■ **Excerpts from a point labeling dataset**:
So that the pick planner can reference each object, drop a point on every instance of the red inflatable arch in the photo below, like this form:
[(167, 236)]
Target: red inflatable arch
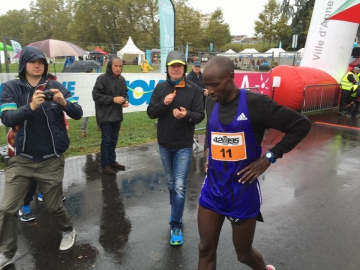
[(293, 81)]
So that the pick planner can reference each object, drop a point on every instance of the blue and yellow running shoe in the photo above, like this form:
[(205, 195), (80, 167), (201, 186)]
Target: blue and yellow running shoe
[(176, 238)]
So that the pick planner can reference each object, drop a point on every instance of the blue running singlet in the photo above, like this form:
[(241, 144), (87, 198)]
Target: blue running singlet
[(231, 148)]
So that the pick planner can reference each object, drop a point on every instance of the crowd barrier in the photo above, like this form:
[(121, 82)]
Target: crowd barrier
[(319, 97)]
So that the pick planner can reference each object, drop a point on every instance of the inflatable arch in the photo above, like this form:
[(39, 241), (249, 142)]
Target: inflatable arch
[(325, 59)]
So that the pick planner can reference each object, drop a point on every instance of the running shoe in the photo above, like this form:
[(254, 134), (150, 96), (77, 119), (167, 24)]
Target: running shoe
[(171, 219), (176, 238), (26, 214), (68, 239), (40, 197)]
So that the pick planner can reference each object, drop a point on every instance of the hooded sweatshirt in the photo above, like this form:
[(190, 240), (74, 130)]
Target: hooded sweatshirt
[(108, 86), (42, 133)]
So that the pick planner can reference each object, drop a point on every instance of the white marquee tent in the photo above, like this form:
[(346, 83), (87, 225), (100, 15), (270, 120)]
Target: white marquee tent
[(129, 52), (249, 51), (230, 53), (276, 51)]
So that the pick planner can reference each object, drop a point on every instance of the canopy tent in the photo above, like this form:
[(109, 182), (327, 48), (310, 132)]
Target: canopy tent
[(98, 49), (130, 52), (230, 53), (249, 51), (276, 51)]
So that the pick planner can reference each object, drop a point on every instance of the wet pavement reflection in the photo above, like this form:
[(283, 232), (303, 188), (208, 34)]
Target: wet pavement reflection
[(310, 206)]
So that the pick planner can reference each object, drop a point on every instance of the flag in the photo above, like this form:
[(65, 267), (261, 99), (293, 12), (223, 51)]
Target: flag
[(167, 30), (16, 46)]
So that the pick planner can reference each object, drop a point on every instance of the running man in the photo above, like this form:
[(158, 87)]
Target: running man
[(236, 122)]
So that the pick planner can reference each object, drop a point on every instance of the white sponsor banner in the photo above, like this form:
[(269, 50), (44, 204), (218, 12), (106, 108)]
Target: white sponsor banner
[(140, 88), (329, 42)]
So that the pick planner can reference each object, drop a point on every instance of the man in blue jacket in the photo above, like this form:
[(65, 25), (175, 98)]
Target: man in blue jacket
[(40, 141)]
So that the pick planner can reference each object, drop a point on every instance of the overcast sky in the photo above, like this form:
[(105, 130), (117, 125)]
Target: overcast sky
[(239, 14)]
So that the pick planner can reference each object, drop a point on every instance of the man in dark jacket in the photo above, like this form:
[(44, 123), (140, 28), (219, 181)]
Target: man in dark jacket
[(40, 141), (178, 105), (110, 96)]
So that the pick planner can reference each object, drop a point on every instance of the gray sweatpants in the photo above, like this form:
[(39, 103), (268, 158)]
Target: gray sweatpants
[(18, 176)]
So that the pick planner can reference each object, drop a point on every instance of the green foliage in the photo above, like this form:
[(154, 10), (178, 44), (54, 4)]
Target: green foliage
[(218, 32), (187, 23), (272, 24)]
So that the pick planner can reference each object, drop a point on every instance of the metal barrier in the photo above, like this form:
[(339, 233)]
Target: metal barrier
[(319, 97)]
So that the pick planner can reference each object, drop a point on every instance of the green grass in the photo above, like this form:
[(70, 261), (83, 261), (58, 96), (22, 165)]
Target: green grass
[(136, 129)]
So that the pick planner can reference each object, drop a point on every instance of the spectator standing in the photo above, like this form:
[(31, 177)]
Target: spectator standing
[(145, 66), (100, 59), (348, 81), (177, 104), (110, 96), (231, 188), (41, 139)]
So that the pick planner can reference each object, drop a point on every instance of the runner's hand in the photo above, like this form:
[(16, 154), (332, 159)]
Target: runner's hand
[(254, 170)]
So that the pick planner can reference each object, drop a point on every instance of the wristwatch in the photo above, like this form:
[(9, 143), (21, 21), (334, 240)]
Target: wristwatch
[(270, 156)]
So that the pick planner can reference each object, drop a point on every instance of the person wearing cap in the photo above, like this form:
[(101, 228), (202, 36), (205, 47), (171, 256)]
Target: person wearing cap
[(39, 146), (177, 104), (195, 76), (348, 81), (145, 66)]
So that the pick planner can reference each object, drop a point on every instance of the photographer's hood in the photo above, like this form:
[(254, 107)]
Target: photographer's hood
[(28, 54)]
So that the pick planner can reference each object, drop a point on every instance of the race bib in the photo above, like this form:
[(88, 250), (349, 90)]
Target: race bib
[(228, 146)]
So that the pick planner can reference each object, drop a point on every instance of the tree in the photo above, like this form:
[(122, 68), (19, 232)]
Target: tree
[(300, 24), (12, 24), (187, 25), (49, 19), (272, 24), (218, 32)]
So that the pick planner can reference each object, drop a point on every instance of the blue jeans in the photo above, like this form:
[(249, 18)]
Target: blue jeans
[(109, 137), (176, 163)]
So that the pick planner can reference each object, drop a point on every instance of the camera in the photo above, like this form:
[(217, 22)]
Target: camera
[(48, 95)]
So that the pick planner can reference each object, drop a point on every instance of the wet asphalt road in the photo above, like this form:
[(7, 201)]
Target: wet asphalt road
[(310, 206)]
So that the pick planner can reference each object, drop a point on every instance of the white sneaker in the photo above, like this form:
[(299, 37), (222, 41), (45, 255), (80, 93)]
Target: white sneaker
[(4, 261), (68, 240)]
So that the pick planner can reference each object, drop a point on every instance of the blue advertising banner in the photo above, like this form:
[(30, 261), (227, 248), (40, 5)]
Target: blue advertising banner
[(167, 30)]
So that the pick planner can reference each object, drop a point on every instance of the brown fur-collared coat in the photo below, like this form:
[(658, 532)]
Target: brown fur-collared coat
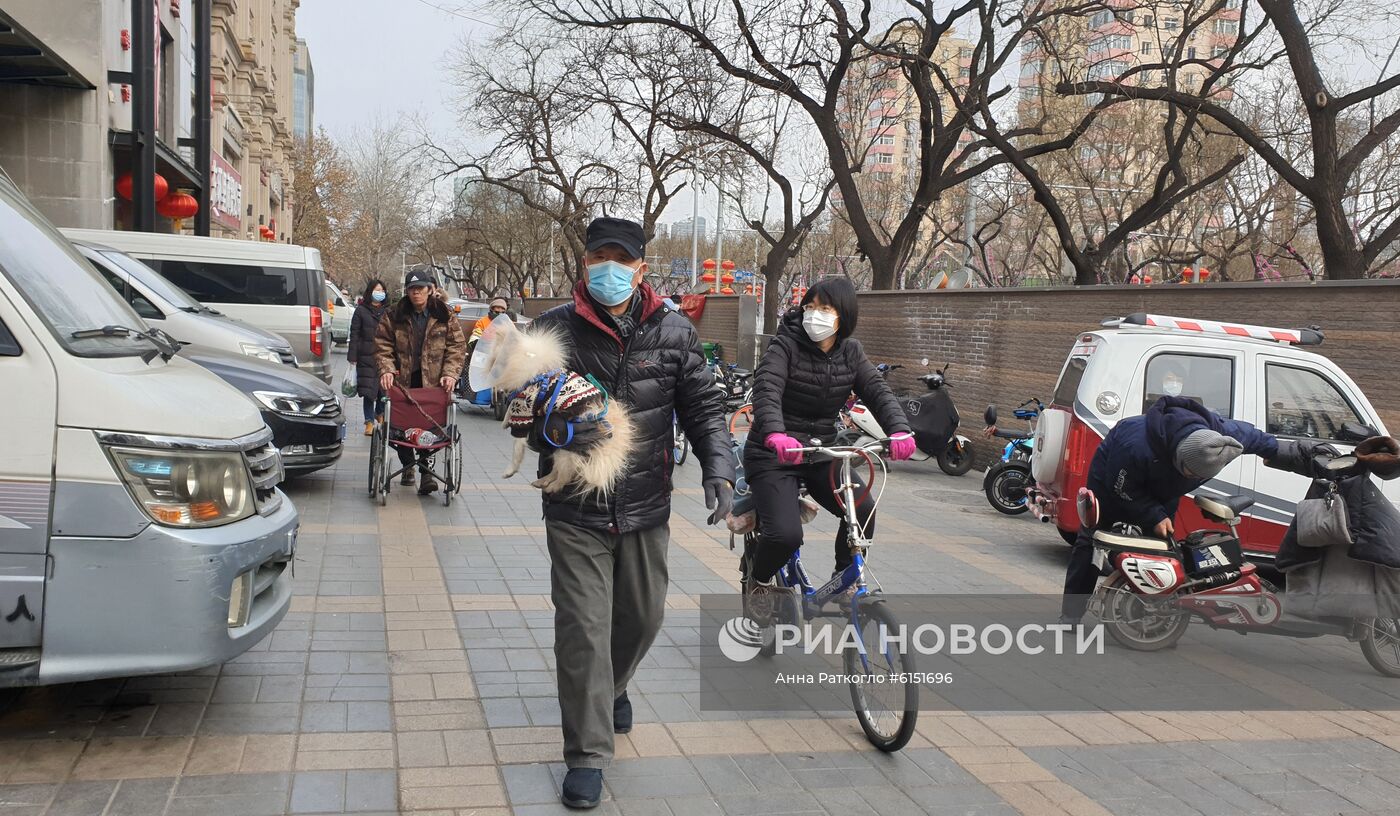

■ **Set task**: Copy out the records from the line containing "the wet asphalt" through the end of the records, both ends included and requests kept, and leave out the pictures. Scale only the point coordinates in the answers by 0.75, rounding to whole numbers with halves up, and keep the requests and their sample coordinates as they are.

■ **Task output**:
So that the pick planner can reference each object, drop a point on every instance of the wet asphalt road in the photo above, like this form:
[(7, 201)]
Target: wet asphalt road
[(233, 155)]
So that the pick planner can reference each object, drop a point on every instance of the white sneaker in the photo above, like this form:
[(299, 37), (222, 41), (45, 255), (80, 93)]
Target: white sneaker
[(3, 196), (51, 180)]
So that the pick planner can reference each object, drop a point on every instance of the blue advertising banner in the photo above, like this form:
[(30, 261), (227, 248), (40, 5)]
Target: blue advertising banner
[(125, 23)]
So that the pick planner can reference each object, drop a point on every instance of the brown fur-collared coat in the photo below, like this form:
[(658, 532)]
Target: brown fur-collared coat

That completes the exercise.